■ PROVIDED PASSAGE ■
So much about the Ramones Story was flat-out, bug-eyed, pinhead crazy. The inter-band animosity. The mental problems. The drugs. The violence. Dee Dee. However, I contend that the craziest thing about the band that broke through the wall of the punk era like the Kool-Aid guy busting through a wall was the fact that they never considered themselves successful. The thing is The Ramones didn’t want to be a punk band. They wanted to be The Bay City Rollers, with all the hits and record sales that group enjoyed. But what is The Bay City Rollers’ legacy? Sure, “Saturday Night” was a terrific pop song, but the Rollers did not pioneer one of pop’s key genres. They are not instantly recognizable by their faces, their clothing, or the symbols associated with them. The Bay City Rollers are not icons. The Ramones are.
Sadly, none of the four original Ramones are with us anymore. If they were, they might take a great deal of pleasure in knowing that their legacy is still mighty and enduring…so much so that there is a new coffee table book devoted to them. Ramones at 40 is basically what you’d expect from a book of this sort. It tells its subject’s essential biography in a mere 200 pages busting with a multitude of big, color photos that also require especially tight storytelling. Martin Popoff’s book does not replace previous Ramones bios, although the writer’s new interviews with the likes of band members Marky Ramone, the boastful Richie Ramone, and the particularly insightful CJ Ramone (who also handles the foreword), photographer Roberta Bayley, and producers Graham Gouldman and Andy Shernoff add some new colors and details to a story told enough times to dispel the misconception that The Ramones weren’t successful.

■ ACTION ITEM A ■
Return the portion of the Ramones review starting at "So much about" and ending at "The Ramones are.".
■ ACTION ITEM B ■
Answer these from the Ramones review:
(i) Which band did the Ramones want to be?
(ii) How many pages long is Ramones at 40?
(iii) Who wrote the book's foreword?
The data comes from a separate source, not from the Ramones review.

Data items:
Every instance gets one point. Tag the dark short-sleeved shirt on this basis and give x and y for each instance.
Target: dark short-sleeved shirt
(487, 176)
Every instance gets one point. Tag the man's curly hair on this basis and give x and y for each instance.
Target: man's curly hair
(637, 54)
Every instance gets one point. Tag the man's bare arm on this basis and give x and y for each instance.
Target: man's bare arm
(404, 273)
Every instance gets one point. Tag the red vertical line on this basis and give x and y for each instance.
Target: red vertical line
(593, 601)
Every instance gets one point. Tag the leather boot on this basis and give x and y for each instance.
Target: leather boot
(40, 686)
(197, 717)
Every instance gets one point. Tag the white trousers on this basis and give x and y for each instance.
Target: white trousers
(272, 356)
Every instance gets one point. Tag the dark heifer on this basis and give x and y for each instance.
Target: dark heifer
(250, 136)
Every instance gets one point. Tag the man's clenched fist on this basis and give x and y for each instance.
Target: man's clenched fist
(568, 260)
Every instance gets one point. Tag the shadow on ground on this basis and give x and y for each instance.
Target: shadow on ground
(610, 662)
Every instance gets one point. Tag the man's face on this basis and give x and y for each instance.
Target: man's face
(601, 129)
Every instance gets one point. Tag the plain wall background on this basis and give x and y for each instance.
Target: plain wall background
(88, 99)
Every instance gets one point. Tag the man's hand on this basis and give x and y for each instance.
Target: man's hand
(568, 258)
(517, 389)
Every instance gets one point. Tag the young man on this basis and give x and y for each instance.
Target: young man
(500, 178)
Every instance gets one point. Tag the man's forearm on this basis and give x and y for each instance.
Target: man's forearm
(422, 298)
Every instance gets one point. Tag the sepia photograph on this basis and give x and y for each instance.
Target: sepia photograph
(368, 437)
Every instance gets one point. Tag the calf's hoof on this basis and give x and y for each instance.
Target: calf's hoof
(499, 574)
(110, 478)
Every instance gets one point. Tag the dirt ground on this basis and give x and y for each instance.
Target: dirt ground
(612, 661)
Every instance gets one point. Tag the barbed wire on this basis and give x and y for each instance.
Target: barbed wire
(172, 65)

■ WRITTEN REPLY A ■
So much about the Ramones Story was flat-out, bug-eyed, pinhead crazy. The inter-band animosity. The mental problems. The drugs. The violence. Dee Dee. However, I contend that the craziest thing about the band that broke through the wall of the punk era like the Kool-Aid guy busting through a wall was the fact that they never considered themselves successful. The thing is The Ramones didn’t want to be a punk band. They wanted to be The Bay City Rollers, with all the hits and record sales that group enjoyed. But what is The Bay City Rollers’ legacy? Sure, “Saturday Night” was a terrific pop song, but the Rollers did not pioneer one of pop’s key genres. They are not instantly recognizable by their faces, their clothing, or the symbols associated with them. The Bay City Rollers are not icons. The Ramones are.

■ WRITTEN REPLY B ■
(i) The Bay City Rollers
(ii) 200 pages
(iii) CJ Ramone